▶ [Location identification entries]:
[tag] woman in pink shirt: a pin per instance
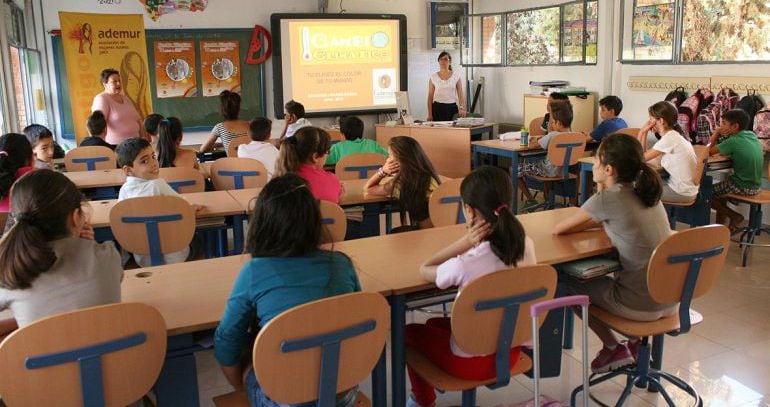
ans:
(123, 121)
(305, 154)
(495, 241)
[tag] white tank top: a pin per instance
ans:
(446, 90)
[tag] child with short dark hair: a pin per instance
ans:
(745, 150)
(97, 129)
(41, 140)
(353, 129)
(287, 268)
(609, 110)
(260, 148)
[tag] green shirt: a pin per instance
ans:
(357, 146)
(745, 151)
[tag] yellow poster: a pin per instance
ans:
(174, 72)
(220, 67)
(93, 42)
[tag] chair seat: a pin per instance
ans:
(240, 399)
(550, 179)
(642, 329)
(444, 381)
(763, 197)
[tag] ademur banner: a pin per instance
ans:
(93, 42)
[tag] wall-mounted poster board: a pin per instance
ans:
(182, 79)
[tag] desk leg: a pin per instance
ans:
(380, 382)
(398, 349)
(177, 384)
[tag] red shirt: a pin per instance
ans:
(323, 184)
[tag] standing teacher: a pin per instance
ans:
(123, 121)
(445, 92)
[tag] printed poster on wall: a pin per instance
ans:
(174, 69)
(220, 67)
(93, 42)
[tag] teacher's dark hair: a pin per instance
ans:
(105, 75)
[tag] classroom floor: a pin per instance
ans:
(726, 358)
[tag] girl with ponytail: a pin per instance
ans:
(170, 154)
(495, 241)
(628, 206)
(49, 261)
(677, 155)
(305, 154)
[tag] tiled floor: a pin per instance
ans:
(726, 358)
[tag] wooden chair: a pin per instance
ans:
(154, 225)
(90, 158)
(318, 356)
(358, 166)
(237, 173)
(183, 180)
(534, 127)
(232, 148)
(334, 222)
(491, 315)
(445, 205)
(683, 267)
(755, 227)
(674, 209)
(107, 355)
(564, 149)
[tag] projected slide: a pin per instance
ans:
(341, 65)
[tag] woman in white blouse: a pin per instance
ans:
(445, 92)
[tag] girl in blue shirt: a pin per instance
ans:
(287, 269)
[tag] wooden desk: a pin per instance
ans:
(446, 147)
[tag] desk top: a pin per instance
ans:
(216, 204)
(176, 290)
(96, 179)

...

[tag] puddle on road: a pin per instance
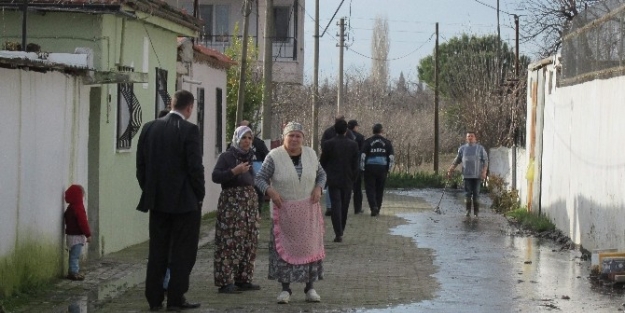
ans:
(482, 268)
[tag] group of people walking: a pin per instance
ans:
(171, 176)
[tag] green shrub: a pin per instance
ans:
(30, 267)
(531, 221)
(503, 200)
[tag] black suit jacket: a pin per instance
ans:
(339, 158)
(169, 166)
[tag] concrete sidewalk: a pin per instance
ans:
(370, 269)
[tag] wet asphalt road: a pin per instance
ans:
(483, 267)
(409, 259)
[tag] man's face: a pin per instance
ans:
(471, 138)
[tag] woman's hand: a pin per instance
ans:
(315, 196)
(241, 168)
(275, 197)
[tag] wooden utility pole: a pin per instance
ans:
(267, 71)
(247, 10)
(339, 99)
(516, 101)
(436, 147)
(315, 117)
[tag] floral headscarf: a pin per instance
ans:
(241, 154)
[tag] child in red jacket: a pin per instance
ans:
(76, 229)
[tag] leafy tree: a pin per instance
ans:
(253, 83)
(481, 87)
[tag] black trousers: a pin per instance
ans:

* * *

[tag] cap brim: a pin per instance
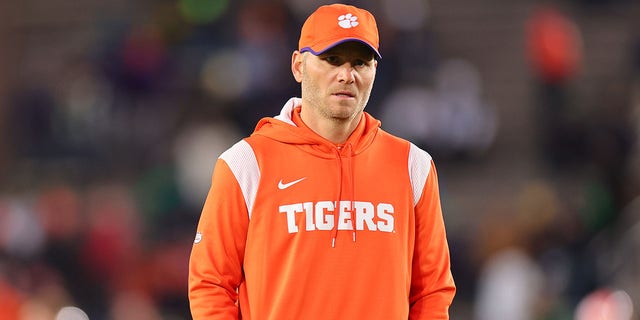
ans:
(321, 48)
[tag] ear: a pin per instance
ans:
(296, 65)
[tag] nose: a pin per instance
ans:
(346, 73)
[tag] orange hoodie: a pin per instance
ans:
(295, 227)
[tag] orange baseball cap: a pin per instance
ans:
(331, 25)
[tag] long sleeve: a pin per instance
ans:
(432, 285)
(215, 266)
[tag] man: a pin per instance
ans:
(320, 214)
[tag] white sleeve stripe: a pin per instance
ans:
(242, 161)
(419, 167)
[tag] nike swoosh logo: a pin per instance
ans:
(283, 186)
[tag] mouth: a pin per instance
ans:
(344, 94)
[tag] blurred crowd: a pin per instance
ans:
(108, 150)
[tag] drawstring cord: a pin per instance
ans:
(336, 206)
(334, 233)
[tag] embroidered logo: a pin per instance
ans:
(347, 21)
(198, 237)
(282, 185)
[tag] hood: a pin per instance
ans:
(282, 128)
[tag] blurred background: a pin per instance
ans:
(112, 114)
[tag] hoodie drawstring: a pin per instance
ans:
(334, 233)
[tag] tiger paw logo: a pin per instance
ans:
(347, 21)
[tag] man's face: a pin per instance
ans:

▶ [Do this]: Please report how many lines in the data above contain the string "dark", treating uppercase and lowercase as different. Give only the number.

▶ [Worked solution]: 2